# [Assigned task]
Set down every record below exactly as it stands.

Provided information START

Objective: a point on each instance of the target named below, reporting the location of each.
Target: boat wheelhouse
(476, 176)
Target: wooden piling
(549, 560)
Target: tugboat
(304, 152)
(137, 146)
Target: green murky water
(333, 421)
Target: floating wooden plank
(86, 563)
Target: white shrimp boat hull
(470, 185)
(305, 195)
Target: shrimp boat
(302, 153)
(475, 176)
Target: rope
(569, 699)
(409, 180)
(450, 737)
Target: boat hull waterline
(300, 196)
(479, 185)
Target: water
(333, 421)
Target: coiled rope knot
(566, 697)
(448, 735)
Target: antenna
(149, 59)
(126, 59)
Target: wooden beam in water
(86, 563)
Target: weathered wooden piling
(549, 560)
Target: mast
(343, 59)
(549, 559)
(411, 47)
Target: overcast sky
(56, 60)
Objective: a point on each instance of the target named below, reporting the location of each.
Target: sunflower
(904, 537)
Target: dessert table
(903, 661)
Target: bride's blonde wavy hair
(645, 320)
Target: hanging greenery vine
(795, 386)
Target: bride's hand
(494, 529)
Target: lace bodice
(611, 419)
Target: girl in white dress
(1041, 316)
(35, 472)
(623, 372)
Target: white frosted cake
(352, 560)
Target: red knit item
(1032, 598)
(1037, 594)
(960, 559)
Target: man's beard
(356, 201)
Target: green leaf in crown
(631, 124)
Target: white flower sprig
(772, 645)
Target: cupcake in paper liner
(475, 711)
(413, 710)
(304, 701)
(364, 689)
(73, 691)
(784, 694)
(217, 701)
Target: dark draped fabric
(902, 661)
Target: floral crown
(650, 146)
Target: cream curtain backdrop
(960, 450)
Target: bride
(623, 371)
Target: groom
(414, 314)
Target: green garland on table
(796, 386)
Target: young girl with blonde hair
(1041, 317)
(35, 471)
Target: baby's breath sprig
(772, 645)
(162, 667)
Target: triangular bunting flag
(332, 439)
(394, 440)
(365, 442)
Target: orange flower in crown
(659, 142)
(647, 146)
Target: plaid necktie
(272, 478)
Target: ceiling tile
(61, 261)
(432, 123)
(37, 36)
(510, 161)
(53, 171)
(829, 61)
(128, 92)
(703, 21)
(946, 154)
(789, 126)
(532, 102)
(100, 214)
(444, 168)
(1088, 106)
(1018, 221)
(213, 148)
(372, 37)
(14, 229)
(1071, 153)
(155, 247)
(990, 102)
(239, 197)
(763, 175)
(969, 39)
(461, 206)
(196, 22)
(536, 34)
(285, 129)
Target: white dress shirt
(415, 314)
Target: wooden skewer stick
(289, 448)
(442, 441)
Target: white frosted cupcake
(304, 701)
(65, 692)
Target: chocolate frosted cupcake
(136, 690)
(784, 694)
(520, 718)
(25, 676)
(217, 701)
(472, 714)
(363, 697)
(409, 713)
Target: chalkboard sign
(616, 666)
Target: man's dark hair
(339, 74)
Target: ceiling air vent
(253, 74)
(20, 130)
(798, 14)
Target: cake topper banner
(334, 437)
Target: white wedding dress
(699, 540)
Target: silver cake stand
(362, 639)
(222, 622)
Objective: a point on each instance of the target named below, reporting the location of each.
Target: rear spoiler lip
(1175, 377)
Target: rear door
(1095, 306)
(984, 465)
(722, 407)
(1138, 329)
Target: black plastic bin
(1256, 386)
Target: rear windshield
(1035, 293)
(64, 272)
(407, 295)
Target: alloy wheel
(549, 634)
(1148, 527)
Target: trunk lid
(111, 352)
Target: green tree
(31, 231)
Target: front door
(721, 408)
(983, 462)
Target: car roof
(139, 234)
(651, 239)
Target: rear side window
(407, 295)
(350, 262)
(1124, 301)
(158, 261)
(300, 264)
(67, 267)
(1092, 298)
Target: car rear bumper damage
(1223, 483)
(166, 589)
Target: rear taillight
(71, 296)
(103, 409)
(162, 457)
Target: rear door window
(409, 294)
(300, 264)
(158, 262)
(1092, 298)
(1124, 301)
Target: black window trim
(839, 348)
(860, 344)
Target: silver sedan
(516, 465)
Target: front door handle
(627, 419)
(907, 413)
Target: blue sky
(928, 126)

Provided information END

# [Answer below]
Objective: a point on each instance of the target named below, reporting the location of each.
Target: boat wheelhouse
(476, 176)
Target: wooden piling
(549, 560)
Target: tugboat
(304, 152)
(137, 146)
Target: green murky water
(333, 421)
Target: floating wooden plank
(86, 563)
Target: white shrimp boat hull
(470, 185)
(305, 195)
Target: shrimp boat
(302, 153)
(475, 176)
Target: rope
(569, 699)
(409, 180)
(450, 737)
Target: boat hull waterline
(300, 196)
(479, 185)
Target: water
(333, 421)
Target: coiled rope knot
(566, 697)
(448, 735)
Target: antenna
(149, 59)
(126, 59)
Target: wooden beam in water
(86, 563)
Target: weathered wooden piling
(549, 560)
Target: mast
(343, 59)
(549, 559)
(411, 47)
Target: overcast sky
(56, 60)
Objective: a point on each instance of the target named below, reporting the location of each.
Target: sunflower
(904, 537)
Target: dessert table
(903, 661)
Target: bride's blonde wavy hair
(645, 320)
Target: hanging greenery vine
(795, 386)
Target: bride's hand
(494, 529)
Target: lace bodice
(611, 419)
Target: girl in white dress
(1041, 316)
(35, 472)
(623, 372)
Target: white frosted cake
(352, 560)
Target: red knit item
(1032, 598)
(1037, 594)
(960, 559)
Target: man's beard
(356, 201)
Target: green leaf in crown
(631, 124)
Target: white flower sprig
(772, 645)
Target: cupcake in paper liner
(475, 711)
(413, 710)
(304, 701)
(364, 689)
(73, 691)
(784, 694)
(217, 701)
Target: dark draped fabric
(902, 661)
Target: floral crown
(650, 146)
Target: cream curtain backdrop
(960, 450)
Target: bride
(623, 371)
Target: groom
(414, 314)
Target: green garland on table
(796, 386)
Target: young girl with blonde hair
(1041, 317)
(35, 471)
Target: baby's breath sprig
(772, 645)
(162, 667)
Target: triangular bunting flag
(332, 439)
(394, 440)
(365, 442)
Target: orange flower in crown
(659, 142)
(647, 146)
Target: plaid necktie
(272, 478)
Target: ceiling tile
(61, 261)
(432, 123)
(37, 36)
(510, 161)
(53, 171)
(829, 61)
(128, 92)
(703, 21)
(946, 154)
(789, 126)
(532, 102)
(100, 214)
(444, 168)
(1088, 106)
(1018, 221)
(213, 148)
(372, 37)
(14, 229)
(1071, 153)
(155, 247)
(990, 102)
(239, 197)
(763, 175)
(969, 39)
(461, 206)
(196, 22)
(536, 34)
(285, 129)
Target: white dress shirt
(415, 314)
Target: wooden skewer stick
(289, 448)
(442, 441)
Target: white frosted cupcake
(304, 701)
(65, 692)
Target: chocolate frosted cupcake
(136, 690)
(784, 694)
(520, 718)
(25, 676)
(217, 701)
(472, 714)
(363, 697)
(409, 713)
Target: chalkboard sign
(616, 666)
Target: man's dark hair
(339, 74)
Target: ceiling air vent
(253, 74)
(20, 130)
(798, 14)
Target: cake topper banner
(334, 437)
Target: white wedding dress
(699, 540)
Target: silver cake stand
(362, 639)
(222, 622)
Objective: a point on each instance of the target named below, reporting the location of each.
Target: rear spoiler lip
(1175, 377)
Target: rear door
(1095, 306)
(984, 465)
(722, 407)
(1138, 329)
Target: black plastic bin
(1256, 386)
Target: rear windshield
(1035, 293)
(64, 272)
(407, 295)
Target: alloy wheel
(549, 634)
(1148, 527)
Target: trunk lid
(111, 352)
Target: green tree
(31, 231)
Target: front door
(721, 408)
(983, 462)
Target: car roof
(139, 234)
(651, 239)
Target: rear side window
(407, 295)
(350, 262)
(1124, 301)
(158, 261)
(300, 264)
(67, 267)
(1092, 298)
Target: car rear bumper damage
(1223, 483)
(166, 589)
Target: rear taillight
(71, 296)
(103, 409)
(162, 457)
Target: rear door window
(409, 294)
(300, 264)
(158, 262)
(1092, 298)
(1124, 301)
Target: black window trim
(839, 348)
(860, 344)
Target: silver sedan
(516, 465)
Target: front door handle
(627, 419)
(907, 413)
Target: blue sky
(928, 126)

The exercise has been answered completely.